• REQUIRED TASKS:
1) In the passage on Sen. Bill Cassidy's primary race, give the text again starting with "As much as Trump" and going on through "don’t support Trump.", switching "deal-breaker" to "dealbreaker".
2) According to the passage on Sen. Bill Cassidy's primary race, what did Cassidy launch after years of working at a Louisiana hospital for the poor and uninsured?
3) Decide whether each statement agrees with the passage on Sen. Bill Cassidy's primary race, answering yes or no and quoting the words that decide it: (a) Cassidy is a physician. (b) Cassidy voted against convicting Trump in the impeachment after the Capitol riot. (c) The partisan primary was also in place during Cassidy's two earlier Senate campaigns.

• PROVIDED PASSAGE:
+ + + + +

As a two-term Republican incumbent in a Deep South state, with a conservative record and plenty of campaign money, Sen. Bill Cassidy of Louisiana should be cruising to re-election this fall. But Cassidy is in danger of losing his party’s nomination in Saturday’s primary election because he was one of the seven Republican senators who voted guilty when President Donald Trump was impeached after the Jan. 6, 2021, U.S. Capitol riot. And Trump has an insatiable thirst for retribution.
Cassidy has a dilemma, or as some people in Louisiana might say, he’s in a trick bag. He wants the state’s conservative voters to forgive him and see him as a reliable ally of Trump, and he needs voters opposed to Trump to see him as their best option. And he’s got to pull off that balancing act under a new partisan primary that didn’t exist during his previous two runs for the Senate.
He wants the state’s conservative voters to forgive him, and he needs voters opposed to Trump to see him as their best option.
As much as Trump supporters may consider his vote to convict Trump a deal-breaker, his vote that helped install Robert F. Kennedy Jr. as Health and Human Services secretary is just as offensive to people who don’t support Trump.
Cassidy is a physician who has long touted the lifesaving importance of vaccines. Not only that, but after years of working at a Louisiana hospital for the poor and uninsured, he launched a vaccination program to better protect those vulnerable patients from disease.

+ + + + +

• EXCERPTED DATA:
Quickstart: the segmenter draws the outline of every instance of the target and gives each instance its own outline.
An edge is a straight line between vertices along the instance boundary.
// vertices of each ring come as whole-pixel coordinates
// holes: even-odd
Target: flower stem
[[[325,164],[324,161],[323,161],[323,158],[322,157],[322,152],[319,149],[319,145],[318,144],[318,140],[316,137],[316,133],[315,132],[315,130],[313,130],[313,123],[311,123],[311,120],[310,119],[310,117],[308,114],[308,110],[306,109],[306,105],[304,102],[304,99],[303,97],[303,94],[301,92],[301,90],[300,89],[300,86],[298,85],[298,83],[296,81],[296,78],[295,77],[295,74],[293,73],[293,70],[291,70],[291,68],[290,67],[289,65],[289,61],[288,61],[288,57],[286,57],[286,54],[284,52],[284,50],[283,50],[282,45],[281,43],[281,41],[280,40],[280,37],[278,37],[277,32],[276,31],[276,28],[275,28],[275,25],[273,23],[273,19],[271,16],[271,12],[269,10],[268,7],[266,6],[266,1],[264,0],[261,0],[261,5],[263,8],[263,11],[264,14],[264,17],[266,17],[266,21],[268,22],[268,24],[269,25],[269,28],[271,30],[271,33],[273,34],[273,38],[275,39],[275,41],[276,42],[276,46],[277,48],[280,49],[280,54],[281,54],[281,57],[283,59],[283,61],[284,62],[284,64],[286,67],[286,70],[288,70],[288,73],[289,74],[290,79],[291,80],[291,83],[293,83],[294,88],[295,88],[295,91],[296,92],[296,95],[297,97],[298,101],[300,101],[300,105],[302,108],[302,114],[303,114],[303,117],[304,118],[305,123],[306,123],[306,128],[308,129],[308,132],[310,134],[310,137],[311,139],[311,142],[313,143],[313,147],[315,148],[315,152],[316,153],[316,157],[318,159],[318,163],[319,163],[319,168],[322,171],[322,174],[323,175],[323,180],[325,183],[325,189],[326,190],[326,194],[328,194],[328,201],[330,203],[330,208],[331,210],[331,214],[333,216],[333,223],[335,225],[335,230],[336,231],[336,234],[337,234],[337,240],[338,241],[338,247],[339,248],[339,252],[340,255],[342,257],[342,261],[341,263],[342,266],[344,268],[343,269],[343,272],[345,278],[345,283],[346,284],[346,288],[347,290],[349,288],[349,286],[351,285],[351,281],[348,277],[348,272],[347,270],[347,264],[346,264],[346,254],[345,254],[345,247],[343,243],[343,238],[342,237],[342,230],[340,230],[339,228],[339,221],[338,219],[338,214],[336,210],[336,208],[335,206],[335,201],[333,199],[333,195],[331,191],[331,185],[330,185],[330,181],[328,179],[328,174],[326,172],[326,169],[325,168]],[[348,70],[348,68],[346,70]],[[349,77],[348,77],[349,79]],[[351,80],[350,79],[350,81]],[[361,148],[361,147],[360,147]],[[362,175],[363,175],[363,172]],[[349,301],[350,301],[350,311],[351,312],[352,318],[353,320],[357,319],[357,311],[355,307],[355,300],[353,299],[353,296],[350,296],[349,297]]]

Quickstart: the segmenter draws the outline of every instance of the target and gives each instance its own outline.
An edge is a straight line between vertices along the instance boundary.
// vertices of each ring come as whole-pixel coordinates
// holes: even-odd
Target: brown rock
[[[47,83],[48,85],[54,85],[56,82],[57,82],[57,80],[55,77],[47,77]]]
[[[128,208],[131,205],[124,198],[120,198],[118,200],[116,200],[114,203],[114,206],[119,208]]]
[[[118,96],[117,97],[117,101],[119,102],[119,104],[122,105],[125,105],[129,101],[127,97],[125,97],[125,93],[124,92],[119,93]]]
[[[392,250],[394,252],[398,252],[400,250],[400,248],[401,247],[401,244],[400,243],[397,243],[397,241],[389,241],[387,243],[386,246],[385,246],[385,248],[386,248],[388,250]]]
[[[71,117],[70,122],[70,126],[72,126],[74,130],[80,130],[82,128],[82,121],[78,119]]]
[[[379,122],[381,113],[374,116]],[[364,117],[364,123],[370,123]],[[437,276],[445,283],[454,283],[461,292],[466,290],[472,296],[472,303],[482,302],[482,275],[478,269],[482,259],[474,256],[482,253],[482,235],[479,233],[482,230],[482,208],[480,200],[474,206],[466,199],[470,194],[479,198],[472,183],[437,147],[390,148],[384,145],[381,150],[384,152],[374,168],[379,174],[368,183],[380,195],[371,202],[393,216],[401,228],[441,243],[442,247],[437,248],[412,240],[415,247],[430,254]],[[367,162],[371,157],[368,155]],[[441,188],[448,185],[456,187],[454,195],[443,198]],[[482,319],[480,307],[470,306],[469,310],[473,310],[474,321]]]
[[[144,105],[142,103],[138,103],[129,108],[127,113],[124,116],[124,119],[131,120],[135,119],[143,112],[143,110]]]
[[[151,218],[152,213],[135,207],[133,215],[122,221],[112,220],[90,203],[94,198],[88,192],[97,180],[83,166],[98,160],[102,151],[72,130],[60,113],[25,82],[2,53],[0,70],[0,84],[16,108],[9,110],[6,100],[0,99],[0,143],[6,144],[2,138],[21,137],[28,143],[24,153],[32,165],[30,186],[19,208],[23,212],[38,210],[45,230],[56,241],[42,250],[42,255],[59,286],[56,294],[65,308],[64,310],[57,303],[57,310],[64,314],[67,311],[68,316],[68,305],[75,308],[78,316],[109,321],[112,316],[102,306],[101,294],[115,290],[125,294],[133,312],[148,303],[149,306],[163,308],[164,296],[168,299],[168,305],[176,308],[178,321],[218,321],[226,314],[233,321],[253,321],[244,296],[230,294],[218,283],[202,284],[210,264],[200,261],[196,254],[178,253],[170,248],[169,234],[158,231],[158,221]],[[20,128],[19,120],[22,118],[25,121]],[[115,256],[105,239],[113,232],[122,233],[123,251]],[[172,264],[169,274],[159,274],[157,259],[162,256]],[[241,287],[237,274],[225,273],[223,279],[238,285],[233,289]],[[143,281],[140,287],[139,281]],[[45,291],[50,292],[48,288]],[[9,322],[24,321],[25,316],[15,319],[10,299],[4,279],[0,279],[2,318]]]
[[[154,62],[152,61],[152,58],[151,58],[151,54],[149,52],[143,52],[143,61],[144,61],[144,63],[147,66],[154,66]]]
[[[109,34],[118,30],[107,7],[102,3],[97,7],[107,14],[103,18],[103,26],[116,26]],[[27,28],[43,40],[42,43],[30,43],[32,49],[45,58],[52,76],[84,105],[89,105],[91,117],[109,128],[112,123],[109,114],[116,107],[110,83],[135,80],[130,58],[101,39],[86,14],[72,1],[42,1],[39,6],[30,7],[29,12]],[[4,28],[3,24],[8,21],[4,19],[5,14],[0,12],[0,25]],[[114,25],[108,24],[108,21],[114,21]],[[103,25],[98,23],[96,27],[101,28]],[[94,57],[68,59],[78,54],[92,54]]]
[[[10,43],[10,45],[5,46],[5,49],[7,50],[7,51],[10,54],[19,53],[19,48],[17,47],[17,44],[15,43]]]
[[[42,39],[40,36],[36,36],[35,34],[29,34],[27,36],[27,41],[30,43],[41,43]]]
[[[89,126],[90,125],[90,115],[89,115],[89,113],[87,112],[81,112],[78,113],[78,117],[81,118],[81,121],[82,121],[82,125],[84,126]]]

+ + + + +

• RESPONSES TO THE EXERCISE:
1)
As much as Trump supporters may consider his vote to convict Trump a dealbreaker, his vote that helped install Robert F. Kennedy Jr. as Health and Human Services secretary is just as offensive to people who don’t support Trump.

2) A vaccination program to better protect those vulnerable patients from disease.

3)
(a) Yes: "Cassidy is a physician"
(b) No: "he was one of the seven Republican senators who voted guilty"
(c) No: "a new partisan primary that didn’t exist during his previous two runs for the Senate"